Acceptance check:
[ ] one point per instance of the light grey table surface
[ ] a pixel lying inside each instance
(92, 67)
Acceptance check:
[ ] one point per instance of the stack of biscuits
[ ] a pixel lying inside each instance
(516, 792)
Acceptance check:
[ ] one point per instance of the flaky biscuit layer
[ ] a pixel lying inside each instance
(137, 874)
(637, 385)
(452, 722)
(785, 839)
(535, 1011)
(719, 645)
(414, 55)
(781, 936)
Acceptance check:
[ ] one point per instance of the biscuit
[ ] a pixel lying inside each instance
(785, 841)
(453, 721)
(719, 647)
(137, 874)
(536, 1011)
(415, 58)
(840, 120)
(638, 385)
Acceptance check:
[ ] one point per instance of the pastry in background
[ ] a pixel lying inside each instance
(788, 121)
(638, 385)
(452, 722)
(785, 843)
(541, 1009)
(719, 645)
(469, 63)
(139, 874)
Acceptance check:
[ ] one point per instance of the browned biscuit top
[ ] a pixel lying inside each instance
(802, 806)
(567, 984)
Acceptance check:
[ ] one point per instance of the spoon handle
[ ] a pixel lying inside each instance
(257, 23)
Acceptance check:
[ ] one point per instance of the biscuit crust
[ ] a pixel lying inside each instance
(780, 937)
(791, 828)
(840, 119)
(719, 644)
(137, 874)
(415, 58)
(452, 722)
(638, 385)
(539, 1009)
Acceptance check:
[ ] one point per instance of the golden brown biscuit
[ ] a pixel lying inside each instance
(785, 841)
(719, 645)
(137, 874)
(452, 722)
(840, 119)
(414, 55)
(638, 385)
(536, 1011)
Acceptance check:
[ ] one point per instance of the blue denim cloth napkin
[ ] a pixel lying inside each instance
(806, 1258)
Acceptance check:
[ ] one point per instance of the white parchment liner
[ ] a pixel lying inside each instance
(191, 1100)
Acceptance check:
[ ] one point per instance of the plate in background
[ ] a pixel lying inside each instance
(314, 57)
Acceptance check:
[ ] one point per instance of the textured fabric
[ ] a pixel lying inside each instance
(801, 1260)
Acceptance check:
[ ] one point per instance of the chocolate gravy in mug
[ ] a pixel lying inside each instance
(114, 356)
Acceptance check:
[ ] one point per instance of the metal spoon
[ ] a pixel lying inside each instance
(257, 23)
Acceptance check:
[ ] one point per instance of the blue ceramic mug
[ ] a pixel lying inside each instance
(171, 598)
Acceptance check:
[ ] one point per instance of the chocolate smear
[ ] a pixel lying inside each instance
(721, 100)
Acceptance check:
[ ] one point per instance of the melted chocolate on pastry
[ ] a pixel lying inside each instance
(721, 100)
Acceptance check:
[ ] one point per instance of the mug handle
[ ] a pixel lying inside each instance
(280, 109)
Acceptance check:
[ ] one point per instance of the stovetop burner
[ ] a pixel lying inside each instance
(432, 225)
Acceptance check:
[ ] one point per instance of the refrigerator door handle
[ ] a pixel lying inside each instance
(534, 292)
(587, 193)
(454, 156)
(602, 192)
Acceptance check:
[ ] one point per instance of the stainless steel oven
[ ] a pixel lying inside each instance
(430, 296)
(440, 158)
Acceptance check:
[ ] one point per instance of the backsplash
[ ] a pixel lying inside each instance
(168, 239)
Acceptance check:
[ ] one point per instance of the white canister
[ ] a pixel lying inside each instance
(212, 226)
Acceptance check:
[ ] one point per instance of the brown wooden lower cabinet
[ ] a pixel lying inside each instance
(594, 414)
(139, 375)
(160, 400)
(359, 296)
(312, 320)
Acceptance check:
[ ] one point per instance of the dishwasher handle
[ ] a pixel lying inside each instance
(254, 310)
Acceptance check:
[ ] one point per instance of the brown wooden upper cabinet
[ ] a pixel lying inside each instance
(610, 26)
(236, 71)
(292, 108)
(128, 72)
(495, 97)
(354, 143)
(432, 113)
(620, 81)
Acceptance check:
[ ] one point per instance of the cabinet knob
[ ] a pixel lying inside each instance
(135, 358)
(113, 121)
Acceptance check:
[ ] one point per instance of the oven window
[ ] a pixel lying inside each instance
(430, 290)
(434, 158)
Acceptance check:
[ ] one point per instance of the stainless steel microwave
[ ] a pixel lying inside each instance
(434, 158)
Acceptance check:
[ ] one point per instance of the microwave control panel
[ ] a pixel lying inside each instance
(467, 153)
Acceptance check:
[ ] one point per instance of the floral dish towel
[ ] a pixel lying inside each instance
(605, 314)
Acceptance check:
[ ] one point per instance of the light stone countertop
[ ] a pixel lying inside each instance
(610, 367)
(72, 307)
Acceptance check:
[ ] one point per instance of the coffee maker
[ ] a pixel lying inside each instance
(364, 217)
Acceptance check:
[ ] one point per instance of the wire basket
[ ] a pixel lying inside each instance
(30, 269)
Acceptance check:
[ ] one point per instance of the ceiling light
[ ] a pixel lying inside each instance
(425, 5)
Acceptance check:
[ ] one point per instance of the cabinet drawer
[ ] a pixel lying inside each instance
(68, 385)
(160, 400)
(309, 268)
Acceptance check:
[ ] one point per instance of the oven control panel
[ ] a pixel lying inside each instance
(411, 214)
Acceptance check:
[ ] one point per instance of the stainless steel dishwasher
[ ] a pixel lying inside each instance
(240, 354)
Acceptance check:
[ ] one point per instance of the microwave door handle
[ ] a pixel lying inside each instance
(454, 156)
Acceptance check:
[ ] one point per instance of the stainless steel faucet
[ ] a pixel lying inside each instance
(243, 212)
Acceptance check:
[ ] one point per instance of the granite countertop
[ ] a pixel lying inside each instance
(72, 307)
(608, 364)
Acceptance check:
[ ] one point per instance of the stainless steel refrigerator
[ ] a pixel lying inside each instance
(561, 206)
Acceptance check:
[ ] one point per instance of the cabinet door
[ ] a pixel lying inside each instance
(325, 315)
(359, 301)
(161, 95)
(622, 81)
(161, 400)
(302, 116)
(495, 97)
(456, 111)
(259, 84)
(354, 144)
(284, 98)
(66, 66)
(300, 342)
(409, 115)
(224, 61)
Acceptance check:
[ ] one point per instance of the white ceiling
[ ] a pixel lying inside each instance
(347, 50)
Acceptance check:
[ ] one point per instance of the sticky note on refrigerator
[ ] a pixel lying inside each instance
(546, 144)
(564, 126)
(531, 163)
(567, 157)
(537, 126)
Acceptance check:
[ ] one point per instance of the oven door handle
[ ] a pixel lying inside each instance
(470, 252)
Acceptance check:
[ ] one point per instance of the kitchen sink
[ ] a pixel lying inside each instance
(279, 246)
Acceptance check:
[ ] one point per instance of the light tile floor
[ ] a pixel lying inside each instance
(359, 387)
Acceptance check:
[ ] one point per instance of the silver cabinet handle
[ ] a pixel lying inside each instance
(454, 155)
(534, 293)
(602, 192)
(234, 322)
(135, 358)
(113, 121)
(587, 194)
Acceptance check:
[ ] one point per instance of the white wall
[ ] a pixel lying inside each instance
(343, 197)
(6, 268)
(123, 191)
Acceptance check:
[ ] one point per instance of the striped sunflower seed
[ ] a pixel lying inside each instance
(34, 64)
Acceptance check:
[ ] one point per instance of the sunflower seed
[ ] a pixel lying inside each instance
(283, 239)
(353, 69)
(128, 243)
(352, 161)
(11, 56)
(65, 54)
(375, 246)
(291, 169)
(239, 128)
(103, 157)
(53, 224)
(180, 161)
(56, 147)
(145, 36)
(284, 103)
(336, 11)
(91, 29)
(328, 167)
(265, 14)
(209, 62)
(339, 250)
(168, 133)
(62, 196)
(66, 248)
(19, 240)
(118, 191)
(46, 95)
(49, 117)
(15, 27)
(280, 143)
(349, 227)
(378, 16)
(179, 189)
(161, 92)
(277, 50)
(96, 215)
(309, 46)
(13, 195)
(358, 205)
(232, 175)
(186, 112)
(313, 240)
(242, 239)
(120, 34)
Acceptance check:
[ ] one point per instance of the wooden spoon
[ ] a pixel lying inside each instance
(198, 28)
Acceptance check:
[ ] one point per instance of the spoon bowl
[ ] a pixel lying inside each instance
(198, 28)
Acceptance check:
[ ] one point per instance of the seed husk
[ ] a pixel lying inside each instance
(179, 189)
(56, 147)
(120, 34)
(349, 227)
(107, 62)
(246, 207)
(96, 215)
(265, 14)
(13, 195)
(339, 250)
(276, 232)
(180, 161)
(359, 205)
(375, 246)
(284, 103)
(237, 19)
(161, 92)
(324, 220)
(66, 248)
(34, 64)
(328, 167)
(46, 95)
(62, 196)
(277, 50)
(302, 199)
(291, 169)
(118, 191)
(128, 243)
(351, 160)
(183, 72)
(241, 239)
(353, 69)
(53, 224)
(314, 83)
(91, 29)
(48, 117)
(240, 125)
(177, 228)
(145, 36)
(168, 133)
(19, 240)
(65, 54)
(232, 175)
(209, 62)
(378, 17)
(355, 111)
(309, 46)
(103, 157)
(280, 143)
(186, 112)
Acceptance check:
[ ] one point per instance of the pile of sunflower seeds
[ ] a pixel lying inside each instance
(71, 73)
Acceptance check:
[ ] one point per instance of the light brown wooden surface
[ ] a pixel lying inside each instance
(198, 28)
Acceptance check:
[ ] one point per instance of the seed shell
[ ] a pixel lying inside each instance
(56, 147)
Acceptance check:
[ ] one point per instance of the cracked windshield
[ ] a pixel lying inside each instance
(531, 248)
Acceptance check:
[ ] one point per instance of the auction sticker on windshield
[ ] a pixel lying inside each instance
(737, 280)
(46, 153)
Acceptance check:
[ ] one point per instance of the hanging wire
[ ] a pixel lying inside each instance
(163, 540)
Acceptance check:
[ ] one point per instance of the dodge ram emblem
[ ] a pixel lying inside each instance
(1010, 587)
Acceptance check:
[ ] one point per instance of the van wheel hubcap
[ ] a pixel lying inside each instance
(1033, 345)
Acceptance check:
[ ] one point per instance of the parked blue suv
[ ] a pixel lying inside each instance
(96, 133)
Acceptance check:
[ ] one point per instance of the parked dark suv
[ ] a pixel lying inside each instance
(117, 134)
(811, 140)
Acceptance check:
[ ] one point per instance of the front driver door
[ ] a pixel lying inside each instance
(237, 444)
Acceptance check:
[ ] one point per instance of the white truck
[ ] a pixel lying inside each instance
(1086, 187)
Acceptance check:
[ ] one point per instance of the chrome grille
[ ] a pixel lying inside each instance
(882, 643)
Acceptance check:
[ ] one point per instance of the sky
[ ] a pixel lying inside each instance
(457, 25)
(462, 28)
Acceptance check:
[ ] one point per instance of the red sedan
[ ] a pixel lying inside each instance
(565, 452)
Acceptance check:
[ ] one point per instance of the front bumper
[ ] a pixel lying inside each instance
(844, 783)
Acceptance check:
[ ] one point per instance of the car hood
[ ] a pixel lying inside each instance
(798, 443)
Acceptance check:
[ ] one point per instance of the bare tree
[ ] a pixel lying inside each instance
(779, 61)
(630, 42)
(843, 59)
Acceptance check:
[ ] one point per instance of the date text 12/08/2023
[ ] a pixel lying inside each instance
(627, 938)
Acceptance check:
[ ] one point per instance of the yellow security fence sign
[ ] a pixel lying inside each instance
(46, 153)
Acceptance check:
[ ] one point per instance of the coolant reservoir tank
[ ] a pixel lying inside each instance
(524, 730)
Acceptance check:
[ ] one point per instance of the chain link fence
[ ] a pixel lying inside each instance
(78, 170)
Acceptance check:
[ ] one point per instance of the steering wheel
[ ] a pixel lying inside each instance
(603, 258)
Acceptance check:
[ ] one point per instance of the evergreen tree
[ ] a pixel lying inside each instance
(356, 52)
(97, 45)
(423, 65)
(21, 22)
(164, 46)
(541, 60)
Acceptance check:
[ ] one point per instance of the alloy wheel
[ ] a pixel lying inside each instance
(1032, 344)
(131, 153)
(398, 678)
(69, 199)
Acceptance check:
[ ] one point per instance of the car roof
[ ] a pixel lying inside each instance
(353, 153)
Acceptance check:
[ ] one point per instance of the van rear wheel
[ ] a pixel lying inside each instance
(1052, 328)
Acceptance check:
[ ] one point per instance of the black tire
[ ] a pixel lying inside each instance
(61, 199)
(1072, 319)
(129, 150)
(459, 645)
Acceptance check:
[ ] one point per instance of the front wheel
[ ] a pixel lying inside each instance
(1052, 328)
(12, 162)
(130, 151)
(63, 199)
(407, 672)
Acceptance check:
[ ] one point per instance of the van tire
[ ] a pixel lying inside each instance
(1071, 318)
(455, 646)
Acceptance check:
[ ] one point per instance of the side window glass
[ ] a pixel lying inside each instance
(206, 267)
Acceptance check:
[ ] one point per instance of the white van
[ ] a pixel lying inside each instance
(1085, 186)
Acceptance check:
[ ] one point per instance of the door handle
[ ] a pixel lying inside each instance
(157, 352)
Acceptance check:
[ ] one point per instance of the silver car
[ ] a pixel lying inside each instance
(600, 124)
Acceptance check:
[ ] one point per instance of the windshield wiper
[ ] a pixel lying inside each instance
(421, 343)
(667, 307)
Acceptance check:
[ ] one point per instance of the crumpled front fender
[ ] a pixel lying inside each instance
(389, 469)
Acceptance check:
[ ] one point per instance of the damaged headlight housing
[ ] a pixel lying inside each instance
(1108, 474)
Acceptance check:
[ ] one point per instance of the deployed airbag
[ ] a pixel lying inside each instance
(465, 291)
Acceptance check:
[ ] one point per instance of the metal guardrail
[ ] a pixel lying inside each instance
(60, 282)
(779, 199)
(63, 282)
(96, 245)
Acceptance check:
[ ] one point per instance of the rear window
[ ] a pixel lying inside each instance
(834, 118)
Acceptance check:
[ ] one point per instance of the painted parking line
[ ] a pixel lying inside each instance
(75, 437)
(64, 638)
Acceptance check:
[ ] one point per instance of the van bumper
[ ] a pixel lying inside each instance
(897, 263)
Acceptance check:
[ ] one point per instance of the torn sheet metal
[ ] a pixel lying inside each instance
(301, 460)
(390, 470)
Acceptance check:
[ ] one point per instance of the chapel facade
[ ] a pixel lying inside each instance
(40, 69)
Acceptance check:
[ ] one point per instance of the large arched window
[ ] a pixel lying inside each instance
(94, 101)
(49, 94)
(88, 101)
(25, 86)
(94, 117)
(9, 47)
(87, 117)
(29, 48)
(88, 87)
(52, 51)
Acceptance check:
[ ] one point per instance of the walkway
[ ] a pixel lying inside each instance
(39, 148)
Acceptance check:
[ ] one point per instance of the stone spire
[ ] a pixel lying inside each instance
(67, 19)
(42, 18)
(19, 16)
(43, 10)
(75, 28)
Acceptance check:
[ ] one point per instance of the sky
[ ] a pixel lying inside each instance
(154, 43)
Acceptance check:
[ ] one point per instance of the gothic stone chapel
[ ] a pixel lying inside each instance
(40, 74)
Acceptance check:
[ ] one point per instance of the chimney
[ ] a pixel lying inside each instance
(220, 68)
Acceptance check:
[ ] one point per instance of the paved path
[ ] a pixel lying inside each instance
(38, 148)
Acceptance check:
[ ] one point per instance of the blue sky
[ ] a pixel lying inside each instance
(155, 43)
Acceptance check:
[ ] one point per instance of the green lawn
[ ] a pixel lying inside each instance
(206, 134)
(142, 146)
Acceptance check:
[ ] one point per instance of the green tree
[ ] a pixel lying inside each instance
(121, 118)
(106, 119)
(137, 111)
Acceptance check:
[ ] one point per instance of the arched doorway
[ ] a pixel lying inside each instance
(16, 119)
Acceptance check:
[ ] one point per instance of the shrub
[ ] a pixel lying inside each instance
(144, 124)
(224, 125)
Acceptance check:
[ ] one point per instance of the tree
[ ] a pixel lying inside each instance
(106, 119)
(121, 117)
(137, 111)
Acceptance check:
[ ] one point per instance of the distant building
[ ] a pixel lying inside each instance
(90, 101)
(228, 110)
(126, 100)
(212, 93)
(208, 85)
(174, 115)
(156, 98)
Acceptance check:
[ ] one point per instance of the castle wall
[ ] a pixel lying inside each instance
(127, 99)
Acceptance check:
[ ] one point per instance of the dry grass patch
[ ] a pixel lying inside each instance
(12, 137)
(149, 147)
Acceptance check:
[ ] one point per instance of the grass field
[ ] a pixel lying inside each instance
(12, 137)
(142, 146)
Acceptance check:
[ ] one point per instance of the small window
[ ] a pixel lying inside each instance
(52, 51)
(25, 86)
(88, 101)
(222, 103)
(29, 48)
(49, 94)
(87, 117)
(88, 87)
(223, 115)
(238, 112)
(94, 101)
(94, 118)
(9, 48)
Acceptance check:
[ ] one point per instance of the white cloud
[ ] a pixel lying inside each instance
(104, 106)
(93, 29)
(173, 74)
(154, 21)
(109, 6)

- GIVEN INSTRUCTION -
Report every line of the entries above that contains the word "oven".

- TASK RESULT -
[ ] one point per instance of the stainless steel oven
[ ] one point per instance of the oven window
[ ] one point per instance of the oven control panel
[ ] one point per instance of the oven door handle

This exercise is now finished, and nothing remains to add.